> **Material provided**:
-------------------------
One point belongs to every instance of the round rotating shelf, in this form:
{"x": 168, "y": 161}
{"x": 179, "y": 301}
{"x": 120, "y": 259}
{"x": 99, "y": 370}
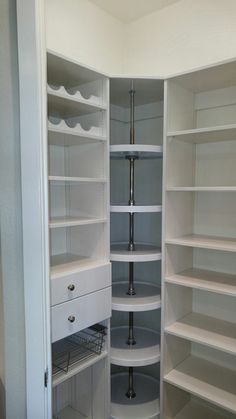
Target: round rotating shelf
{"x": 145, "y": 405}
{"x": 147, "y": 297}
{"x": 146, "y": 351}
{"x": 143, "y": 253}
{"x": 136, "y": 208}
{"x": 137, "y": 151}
-------------------------
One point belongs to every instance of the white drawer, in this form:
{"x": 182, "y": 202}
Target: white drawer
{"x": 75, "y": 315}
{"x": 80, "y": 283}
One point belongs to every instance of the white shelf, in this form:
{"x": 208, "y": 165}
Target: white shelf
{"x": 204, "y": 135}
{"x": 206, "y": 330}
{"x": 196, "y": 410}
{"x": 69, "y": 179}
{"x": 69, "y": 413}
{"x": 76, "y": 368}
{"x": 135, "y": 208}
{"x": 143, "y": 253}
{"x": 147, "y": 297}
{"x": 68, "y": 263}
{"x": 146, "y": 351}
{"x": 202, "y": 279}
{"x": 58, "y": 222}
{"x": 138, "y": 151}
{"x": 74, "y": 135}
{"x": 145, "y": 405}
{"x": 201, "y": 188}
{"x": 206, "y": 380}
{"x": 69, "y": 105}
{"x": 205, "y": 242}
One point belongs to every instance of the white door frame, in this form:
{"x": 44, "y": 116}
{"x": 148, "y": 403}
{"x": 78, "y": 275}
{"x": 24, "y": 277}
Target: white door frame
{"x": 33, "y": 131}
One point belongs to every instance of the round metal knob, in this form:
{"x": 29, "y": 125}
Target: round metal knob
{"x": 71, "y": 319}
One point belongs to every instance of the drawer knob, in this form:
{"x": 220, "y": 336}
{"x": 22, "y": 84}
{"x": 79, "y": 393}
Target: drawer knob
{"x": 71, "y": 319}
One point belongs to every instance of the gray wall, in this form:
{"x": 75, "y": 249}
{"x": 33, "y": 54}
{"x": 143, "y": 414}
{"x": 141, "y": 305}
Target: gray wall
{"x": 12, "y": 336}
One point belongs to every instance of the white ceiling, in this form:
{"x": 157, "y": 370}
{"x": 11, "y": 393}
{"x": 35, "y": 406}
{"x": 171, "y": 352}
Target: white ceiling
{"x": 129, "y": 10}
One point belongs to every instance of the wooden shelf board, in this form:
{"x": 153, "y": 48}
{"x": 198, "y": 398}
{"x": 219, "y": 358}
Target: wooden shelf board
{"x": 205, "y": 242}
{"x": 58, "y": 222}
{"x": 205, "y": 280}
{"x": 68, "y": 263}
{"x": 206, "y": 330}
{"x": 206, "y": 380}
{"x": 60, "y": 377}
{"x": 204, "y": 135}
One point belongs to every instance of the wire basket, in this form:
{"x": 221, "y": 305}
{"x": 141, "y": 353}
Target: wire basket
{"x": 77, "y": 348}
-------------------------
> **Job**: How many lines of the records above contain the word "round"? Reply with the number only.

> **Task solution**: 4